■ SOURCE EXTRACT:
FIG. 17 illustrates the configuration of the processor in a second embodiment. The processor in FIG. 17 includes a head entry timer circuit E0_TIMER that generates a head entry preferential signal E0_PR instead of the preferential opcode generation circuit PR_OPCD_GEN in the processor in FIG. 5.


It is assumed that, similarly to the case in FIG. 3, write requests WR are accumulated in a predetermined number of entries from the head entry in the request queue in FIG. 17, and read requests RD are consecutively enqueued and issued at a low frequency.


The head entry timer circuit E0_TIMER includes a timer that starts to count the number of clocks when the request is entered in the head entry from the request queue REQ_QUE. When the timer reaches a predetermined threshold value and fires, the head entry timer circuit E0_TIMER generates a head entry preferential signal E0_PR (=H level) for preferentially issuing the request in the head entry. The head entry preferential signal E0_PR is reset to the L level when the request in the head entry is issued by the request selection circuit. In addition, the timer is reset and starts to count the number of clocks when the request is entered in the head entry.

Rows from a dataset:
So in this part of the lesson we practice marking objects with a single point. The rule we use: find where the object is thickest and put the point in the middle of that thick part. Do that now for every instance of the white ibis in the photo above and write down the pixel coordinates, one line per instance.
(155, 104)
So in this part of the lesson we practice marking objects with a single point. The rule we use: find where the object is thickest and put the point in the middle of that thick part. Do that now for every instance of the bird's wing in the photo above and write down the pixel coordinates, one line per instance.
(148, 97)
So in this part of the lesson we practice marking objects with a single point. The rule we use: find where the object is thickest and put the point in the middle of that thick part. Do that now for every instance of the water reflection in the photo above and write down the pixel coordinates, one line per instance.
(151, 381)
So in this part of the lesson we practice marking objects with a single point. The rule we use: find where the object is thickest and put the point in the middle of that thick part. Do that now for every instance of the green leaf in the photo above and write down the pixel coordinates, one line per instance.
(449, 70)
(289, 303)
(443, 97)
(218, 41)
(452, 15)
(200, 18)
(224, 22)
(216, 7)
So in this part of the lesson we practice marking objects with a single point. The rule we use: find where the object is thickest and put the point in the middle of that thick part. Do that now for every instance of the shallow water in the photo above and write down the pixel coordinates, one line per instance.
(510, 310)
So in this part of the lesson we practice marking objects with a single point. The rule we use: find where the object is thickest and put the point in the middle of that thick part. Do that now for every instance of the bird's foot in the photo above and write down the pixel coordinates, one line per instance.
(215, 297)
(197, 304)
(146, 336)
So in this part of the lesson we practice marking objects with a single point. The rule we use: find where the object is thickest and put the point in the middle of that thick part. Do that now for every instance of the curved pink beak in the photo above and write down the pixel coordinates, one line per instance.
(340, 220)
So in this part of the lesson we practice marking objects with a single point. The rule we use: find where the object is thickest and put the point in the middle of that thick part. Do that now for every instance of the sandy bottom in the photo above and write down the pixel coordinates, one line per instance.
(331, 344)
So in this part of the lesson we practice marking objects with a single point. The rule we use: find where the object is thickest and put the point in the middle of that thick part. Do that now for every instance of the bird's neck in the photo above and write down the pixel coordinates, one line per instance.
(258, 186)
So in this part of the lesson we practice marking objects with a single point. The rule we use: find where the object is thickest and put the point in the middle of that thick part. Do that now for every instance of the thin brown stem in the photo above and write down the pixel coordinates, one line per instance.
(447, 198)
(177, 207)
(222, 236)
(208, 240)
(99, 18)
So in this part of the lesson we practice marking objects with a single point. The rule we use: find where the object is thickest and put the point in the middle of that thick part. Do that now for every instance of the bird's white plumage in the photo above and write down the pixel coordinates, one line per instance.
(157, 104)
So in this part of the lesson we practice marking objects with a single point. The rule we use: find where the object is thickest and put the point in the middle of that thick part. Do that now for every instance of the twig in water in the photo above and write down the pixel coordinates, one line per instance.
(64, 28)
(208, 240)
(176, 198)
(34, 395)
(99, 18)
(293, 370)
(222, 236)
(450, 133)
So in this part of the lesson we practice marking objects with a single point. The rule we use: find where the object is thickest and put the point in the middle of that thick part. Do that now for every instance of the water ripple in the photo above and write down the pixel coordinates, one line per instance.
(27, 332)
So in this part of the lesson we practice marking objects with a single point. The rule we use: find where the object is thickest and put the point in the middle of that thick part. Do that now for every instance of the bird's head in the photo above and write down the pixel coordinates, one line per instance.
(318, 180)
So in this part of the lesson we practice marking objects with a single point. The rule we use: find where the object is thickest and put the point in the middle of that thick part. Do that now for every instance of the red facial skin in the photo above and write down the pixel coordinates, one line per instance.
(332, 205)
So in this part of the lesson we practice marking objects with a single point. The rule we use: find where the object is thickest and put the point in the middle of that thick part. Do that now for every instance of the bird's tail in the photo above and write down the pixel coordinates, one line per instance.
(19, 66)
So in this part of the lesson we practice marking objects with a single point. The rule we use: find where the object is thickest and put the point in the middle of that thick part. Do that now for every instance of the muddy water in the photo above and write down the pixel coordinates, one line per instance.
* * *
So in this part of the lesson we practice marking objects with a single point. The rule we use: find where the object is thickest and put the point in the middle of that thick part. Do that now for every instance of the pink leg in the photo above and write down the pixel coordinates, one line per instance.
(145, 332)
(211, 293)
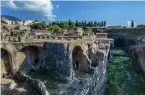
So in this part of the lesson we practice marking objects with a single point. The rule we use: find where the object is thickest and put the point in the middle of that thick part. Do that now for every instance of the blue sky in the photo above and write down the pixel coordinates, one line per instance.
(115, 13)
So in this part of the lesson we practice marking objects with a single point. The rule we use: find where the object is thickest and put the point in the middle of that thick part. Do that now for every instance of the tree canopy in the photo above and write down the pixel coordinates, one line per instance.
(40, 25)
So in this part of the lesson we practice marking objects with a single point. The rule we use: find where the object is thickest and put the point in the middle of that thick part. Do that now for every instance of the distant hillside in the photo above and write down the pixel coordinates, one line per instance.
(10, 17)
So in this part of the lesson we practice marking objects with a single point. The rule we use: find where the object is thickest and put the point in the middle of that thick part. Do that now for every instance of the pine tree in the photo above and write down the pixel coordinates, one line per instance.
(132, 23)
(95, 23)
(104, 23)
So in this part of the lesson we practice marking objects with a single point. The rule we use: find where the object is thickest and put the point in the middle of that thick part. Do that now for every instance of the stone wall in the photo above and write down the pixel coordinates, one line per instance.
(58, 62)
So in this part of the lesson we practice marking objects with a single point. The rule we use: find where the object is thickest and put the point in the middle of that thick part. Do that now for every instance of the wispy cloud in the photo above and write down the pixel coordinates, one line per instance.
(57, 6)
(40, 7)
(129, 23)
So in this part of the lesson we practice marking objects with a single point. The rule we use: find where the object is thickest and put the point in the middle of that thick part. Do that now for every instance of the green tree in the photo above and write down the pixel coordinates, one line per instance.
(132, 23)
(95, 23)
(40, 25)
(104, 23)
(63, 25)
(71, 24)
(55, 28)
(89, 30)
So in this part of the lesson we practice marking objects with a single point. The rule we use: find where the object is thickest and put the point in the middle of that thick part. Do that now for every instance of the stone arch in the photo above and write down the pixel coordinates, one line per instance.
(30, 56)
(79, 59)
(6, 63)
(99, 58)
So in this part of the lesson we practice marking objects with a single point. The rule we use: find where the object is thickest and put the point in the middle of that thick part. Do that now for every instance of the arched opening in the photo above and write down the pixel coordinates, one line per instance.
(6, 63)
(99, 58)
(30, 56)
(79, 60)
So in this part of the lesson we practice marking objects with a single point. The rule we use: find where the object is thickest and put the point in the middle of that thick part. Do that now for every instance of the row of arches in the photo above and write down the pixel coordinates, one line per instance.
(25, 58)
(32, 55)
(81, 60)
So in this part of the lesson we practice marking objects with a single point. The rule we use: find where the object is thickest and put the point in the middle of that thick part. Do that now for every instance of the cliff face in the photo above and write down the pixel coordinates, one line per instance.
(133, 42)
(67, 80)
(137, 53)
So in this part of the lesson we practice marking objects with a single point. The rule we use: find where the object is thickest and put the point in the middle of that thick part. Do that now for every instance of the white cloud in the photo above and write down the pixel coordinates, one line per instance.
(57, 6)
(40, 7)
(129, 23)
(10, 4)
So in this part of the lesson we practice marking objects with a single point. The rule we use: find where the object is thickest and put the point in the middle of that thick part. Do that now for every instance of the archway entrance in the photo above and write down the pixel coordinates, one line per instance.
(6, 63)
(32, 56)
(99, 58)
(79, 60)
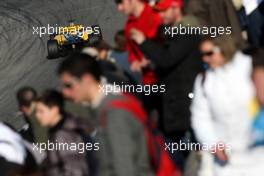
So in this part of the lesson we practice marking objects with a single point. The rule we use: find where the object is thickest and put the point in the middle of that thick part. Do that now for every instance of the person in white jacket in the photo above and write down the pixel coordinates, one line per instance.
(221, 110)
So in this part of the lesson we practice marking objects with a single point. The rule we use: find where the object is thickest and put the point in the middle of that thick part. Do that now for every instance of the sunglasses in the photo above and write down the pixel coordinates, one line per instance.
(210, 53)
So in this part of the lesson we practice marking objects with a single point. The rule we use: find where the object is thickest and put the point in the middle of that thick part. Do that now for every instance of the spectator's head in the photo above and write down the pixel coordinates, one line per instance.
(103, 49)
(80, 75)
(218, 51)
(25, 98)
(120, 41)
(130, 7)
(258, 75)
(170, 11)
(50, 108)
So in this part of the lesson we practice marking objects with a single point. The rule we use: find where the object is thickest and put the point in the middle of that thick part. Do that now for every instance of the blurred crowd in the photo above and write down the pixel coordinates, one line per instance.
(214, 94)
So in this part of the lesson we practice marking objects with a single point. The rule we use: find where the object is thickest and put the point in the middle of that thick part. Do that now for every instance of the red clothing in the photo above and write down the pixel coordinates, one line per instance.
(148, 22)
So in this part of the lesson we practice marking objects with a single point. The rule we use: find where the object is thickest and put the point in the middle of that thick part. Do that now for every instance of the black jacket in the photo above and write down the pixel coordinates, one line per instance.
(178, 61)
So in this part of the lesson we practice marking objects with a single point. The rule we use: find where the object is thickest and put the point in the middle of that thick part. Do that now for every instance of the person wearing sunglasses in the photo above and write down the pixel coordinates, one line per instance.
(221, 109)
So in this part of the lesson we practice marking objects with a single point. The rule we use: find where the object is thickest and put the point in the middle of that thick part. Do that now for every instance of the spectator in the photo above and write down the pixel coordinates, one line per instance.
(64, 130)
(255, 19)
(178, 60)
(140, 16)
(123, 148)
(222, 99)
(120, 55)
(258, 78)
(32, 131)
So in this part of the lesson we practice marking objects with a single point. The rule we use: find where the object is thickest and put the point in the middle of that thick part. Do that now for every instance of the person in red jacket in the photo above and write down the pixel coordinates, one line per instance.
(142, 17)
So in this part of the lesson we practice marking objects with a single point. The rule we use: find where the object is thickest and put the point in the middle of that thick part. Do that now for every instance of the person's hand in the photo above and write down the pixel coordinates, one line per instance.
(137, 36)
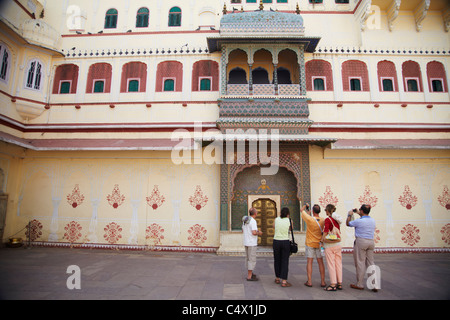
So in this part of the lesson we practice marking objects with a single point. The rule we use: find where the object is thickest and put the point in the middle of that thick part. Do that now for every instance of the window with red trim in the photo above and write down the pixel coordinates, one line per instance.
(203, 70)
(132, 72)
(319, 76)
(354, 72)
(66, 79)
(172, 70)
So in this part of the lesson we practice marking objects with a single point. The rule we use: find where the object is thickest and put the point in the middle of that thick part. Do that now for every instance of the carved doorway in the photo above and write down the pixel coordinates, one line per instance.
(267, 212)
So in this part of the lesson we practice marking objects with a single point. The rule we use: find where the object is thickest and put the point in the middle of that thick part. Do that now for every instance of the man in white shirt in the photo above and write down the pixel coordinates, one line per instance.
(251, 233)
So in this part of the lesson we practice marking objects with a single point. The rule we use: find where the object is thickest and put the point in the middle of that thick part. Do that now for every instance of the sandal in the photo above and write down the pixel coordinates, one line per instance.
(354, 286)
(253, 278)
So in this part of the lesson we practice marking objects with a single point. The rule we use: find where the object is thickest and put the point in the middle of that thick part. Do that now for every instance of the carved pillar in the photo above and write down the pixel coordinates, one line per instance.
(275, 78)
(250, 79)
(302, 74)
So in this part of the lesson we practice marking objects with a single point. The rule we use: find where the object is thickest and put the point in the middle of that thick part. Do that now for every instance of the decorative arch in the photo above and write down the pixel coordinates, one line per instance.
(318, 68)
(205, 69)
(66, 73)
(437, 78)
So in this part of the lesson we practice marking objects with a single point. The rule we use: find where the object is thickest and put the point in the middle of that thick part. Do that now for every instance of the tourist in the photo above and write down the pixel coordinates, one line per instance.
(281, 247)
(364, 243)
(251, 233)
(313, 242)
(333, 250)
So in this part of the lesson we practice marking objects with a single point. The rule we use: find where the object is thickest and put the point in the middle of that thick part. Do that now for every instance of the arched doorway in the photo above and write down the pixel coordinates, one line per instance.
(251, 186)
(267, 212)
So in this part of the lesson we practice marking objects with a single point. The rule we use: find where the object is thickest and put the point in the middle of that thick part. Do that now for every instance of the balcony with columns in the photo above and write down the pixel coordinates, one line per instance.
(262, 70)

■ REQUIRED TASKS:
a: Repeat the portion of the processor excerpt starting at "FIG. 17 illustrates" and ending at "processor in FIG. 5.".
b: According to the processor excerpt, what causes the head entry preferential signal E0_PR to be reset to the L level?

■ ANSWERS TO THE TASKS:
a:
FIG. 17 illustrates the configuration of the processor in a second embodiment. The processor in FIG. 17 includes a head entry timer circuit E0_TIMER that generates a head entry preferential signal E0_PR instead of the preferential opcode generation circuit PR_OPCD_GEN in the processor in FIG. 5.

b: It is reset when the request in the head entry is issued by the request selection circuit.